**Metin Bölümü**.
+++

İçi Seni Dışı Beni İstanbul

İstanbul'u uzun aralıklarla gören bir taşralının hissiyle bir bölüm eklemek istiyorum. Eğer sıkılmazsanız okuyun.

Bütün iş yorgunluğunun ortasında dün gece ben de yorgun İstanbul'a geldim. Kırmızı ışıktaki bekleme süresi uzayınca içim geçiyor filan, artık oralara geldim. :) O yüzden uzun bir yazı yazamadan erken kaçacağım, fakat İstanbul'u uzun aralıklarla gören bir taşralının hissiyle bir bölüm de eklemek istiyorum. Eğer sıkılmazsanız okuyun.

Boğaz'ın iki yakasını gören bir noktada Maslak'tan Çamlıca'ya sahil şeridini gözlerimle takip etmeye, değişimin hızına şaşkınca akıl erdirmeye çalışıyordum. En son Fenerbahçe dükkanının açılışı için gelmiştim. Dönüş tarihim 12 Ağustos'tu galiba. Yani arada Eylül, Ekim ve biraz da Kasım geçmiş, ama sanki 50 senelik, 100 senelik bir değişim gerçekleşmiş. Cidden şaşılası ve çok acayip bu hal. Zaman (çarpı) 10 hızda ilerliyor gibi. Aklım ermiyor ve sanırım korkuyorum da bundan.

İnsanın doğası, arzuları, talepleri, planları ve değerleri değişiyor. Toplumların etnografik yapısı bütün dünyada hızla değişiyor. Çocuklarımız artık çocuk değiller. Çocuk gibi değiller. Kuşakların normları değişiyor. George Orwell romanı mıdır yoksa ben mi fena yaşlandım çözemiyorum, ama alıştığımız kurallar ve gelenekler bu görülmemiş hıza uyumlanamazlar ise boşlukta yüzen, zemin bulamayan bir toplumda uyanmamız çok yakınmış gibi geliyor.

+++

**Görevler**.
1. İstanbul yazısından bir bölümü hiç değiştirmeden yazın: "Boğaz'ın iki yakasını" ifadesinin geçtiği yerden başlayın ve "korkuyorum da bundan." ifadesinden sonra durun.
2. İstanbul yazısını son cümlesinin ardından sürdürün.

**Veri Kümesi İçeriği**.
+++

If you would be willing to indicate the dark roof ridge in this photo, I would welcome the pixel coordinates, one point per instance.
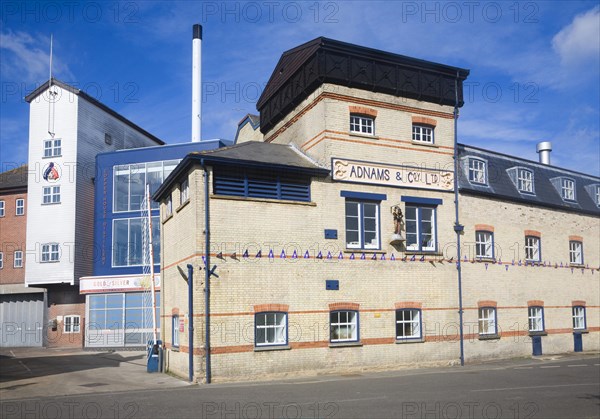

+++

**Görevlerin Cevapları**.
1.
Boğaz'ın iki yakasını gören bir noktada Maslak'tan Çamlıca'ya sahil şeridini gözlerimle takip etmeye, değişimin hızına şaşkınca akıl erdirmeye çalışıyordum. En son Fenerbahçe dükkanının açılışı için gelmiştim. Dönüş tarihim 12 Ağustos'tu galiba. Yani arada Eylül, Ekim ve biraz da Kasım geçmiş, ama sanki 50 senelik, 100 senelik bir değişim gerçekleşmiş. Cidden şaşılası ve çok acayip bu hal. Zaman (çarpı) 10 hızda ilerliyor gibi. Aklım ermiyor ve sanırım korkuyorum da bundan.

2.
Çocuklara doğru nedir, yanlış nedir'i öğretmeye yetişemiyoruz, ellerindeki telefonlardan öğreniyorlar. Bizler değil yapay zekaya yüklenmiş bilinçaltı mesajları, bunların döşendiği, bunları sahneleyen aktörler şekillendiriyor onları: "Şunu sev, bundan nefret et! Doğru şudur, bunu yap. Aldırma, parana bak! Ne olursa olsun, neye mal olursa olsun sen sadece parayı düşün." Ahlaksızlık, onursuzluk, gurur, erdem, adalet... Mazide kalmış işler bunlar. Fiili bir karşılıkları yok bugün. Sen kendi dalgana bak.

Ortak değerler, ortak idealler tükeniyor. Bölüne bölüne, küçüle küçüle, şucu-bucu diye diye ortak bilincimiz yok ediliyor. Çemberlerimiz öylesine daraldı ki içine kimse sığamıyor. Komşu komşuya düşman oluyor. Arkadaş arkadaşa. Herkes herkese düşman ve herkes yapayalnız kalıyor. Farkında herkes ve herkes korkuyor.

Bu tiyatro binlerce yılda binlerce defa sergilendi, fakat ilk defa hormonlu biçimde deneniyor. "Birileri yapıyor, şunlar kontrol ediyor" diyebilmeyi tercih ederdim, fakat işler bütünüyle kontrolden çıkmış gibi duruyor. Genç dimağlardan pompalanan nefret dalga dalga büyüyüp herkesi sarıyor. Hiç tanımadığın bir insan hakkında ya da aslında neler olduğunu, nasıl başladığını ve ne şekilde ilerlediğini bilmediğin bir olay hakkında iki tuşla nefret saçabiliyorsun. Linç edebiliyorsun, tarihe gömebiliyorsun. Çok kolaylaştı, ama bunun sonuçları herkes için çok acı olacaktır. Maalesef tehlikeyi görebilen çoğunluk henüz  çıkmadı. Emekler üzerinde yükselen bir nesil, nesiller, bir medeniyet kuşağı belki, tarihe gömülürken yeni bir 'şey' gelişiyor. İyi olmasını umuyorum, fakat umamıyorum. Karamsar bakmamaya çalışıyorum, yapamıyorum. Belki de ciddi ciddi ben yaşlanıyorum.

Sosyolojik değerlendirmeleri sosyologlara bırakarak ilk cümleden toparlayıp kapatayım.

Üç ayda bir gördüğüm ve gelişimine şaşırdığım İstanbul bütün çilesine ve zorluklarına rağmen dünyanın en güzel şehri.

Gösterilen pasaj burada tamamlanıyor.